Items from a data source:
START

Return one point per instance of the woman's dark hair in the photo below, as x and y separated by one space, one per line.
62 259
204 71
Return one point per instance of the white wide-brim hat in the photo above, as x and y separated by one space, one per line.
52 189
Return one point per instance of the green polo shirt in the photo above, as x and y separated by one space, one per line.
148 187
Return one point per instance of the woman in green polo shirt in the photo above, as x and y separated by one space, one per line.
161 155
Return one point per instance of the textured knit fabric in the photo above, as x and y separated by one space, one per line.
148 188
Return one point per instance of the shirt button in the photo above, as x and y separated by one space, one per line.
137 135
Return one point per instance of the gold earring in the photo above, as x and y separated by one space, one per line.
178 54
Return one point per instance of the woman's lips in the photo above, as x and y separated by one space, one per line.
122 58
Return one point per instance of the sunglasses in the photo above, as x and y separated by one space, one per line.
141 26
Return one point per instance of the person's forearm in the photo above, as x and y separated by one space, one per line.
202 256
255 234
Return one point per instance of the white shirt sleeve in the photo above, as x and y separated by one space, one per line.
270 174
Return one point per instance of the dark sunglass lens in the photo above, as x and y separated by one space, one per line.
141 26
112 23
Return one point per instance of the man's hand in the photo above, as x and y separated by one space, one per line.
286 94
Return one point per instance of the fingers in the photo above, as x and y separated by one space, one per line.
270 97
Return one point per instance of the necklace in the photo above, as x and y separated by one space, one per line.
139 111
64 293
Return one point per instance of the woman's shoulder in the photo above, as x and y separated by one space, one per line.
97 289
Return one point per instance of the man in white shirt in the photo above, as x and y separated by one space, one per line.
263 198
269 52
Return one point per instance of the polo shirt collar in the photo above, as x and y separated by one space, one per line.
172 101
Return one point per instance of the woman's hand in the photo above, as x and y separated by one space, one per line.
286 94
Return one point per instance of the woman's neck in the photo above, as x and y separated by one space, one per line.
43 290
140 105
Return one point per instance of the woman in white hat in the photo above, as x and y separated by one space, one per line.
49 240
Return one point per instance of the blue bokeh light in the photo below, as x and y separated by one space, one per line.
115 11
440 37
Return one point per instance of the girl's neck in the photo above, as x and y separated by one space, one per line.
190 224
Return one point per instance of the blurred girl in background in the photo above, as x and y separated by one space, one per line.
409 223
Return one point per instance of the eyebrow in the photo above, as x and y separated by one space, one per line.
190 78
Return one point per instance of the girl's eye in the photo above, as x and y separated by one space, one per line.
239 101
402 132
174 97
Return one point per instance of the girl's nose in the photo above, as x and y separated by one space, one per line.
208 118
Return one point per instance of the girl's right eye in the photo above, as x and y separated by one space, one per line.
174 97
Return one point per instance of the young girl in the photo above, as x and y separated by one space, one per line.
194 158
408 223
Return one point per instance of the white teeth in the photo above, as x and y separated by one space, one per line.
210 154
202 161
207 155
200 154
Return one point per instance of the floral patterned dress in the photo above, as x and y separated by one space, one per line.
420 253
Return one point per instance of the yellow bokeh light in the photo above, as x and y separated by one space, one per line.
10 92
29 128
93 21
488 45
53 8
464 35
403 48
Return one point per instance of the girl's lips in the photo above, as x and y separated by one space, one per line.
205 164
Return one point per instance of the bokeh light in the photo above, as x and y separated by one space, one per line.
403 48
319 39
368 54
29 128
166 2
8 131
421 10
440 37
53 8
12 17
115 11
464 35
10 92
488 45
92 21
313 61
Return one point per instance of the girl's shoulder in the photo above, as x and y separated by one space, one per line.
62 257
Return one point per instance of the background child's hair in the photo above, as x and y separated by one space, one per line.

END

**WHAT TO DO:**
Return the entries above exactly, each one complete.

**RESPONSE:**
Return one point per instance of the woman's dark hair in the photo below, as x and y separated by one space, one per line.
62 259
204 71
Return one point per instance of the white wide-brim hat in the photo above, as x and y separated by one space, one per line.
52 189
Return one point per instance of the green polo shirt in the photo above, as x and y separated by one space, one per line.
148 187
Return one point per instance of the woman in green polo shirt in the photo above, as x and y separated by one space, one per line.
161 155
Return one point per instance of the textured knit fabric in the photo above, as x and y separated by one space, one per line.
148 188
Return one point per instance of the shirt button in the photo above, as x and y separated by one space, one per line.
137 135
Return one point per instance of the gold earring in the photo above, as x and y separated by one space, one per line.
178 54
Return one point per instance of the woman's lips in the photo above, as x and y separated by one space, one per line.
122 58
Return one point per instance of the sunglasses in the photo above, as x and y separated by one space, one per line.
141 26
Return one point per instance of the person's forearm in the photo above, as x and y separated by one space, one per line.
202 256
255 234
Return one point per instance of the white shirt sleeve in the photo above, as x and y separated by one space, one per line.
270 174
Return one point per instance of the dark sunglass lens in the photo above, as x and y separated by one space, one per line.
141 26
112 23
Return one point per instance of the man's hand in the photo above, as x and y separated by one space, one per line.
286 94
Return one point per instance of the fingers in the photo above, as x and y separated by one space, one per line.
270 97
Return one point per instance of the necklace in the photo above, as x and y separated by one space, one per line.
139 111
64 293
Return one point per instance of the woman's shoulder in the photo above, as x and y separated by one space, one per line.
97 289
Return one point per instance of the man in white shirt in the photo above, as x and y separated by one space, one per line.
263 198
269 52
Return one point per instance of the polo shirt collar in the photo above, as x and y separated by one space, one per line.
172 101
Return one point per instance of the woman's hand in the photo above, as x and y separated by one space, one per line.
286 94
Return one point per instance of the woman's neck in the photo above, as x and y separated by one space, one per line.
43 290
140 105
Return one point per instance of the woman in white hat in the photo above, as x and y separated by one space, one per line.
49 240
Return one point per instance of the blue bokeh light in the photo below, as x and y separated by one space, one per line.
115 11
440 37
Return one point per instance of the girl's neck in the photo above, as x and y separated by one space, one per line.
190 224
Return one point per instance of the blurred girl in background in the photo above, as x and y separated by one space, one per line.
409 223
Return one point per instance of the eyebrow in the photo above, as x and y separated by one space, one per line.
190 78
Return one point per instance of the girl's eye in the photo above, as x and y separated by one space, one per line.
239 101
402 132
174 97
Return one point per instance of the girl's nose in the photo above, as x and y separated by one space, one per line.
208 118
Return one point per instance of the girl's right eye in the photo above, as x and y separated by one space, one per line.
174 97
Return one point per instance of the young girl in the photo above, as x and y separated by one space, one per line.
194 158
408 223
Return one point per instance of the white teeth in the photo above, as x and y separated by one space, one per line.
210 154
202 161
207 155
200 154
Return one point per instance of the floral patterned dress in the photo above, as x and y separated by one space, one per line.
420 253
Return one point per instance of the yellow bokeh light in the photo above, as x and y separated by one space, one per line.
10 92
29 128
93 21
488 45
53 8
464 35
403 48
Return one point per instance of the girl's lips in the photo above, as x and y separated by one space, one per line.
205 164
Return one point per instance of the bokeh light in the photo above, as x and y separated by one space, one per line.
403 48
319 39
368 54
29 128
166 2
8 131
421 10
440 37
53 8
12 17
115 11
464 35
10 92
488 45
92 21
313 61
Return one point per instance of the girl's shoulder in the photo above, as x and y separated by one space, one per line.
62 257
Return one point per instance of the background child's hair in the photo above, as x and y separated by one space, one per line.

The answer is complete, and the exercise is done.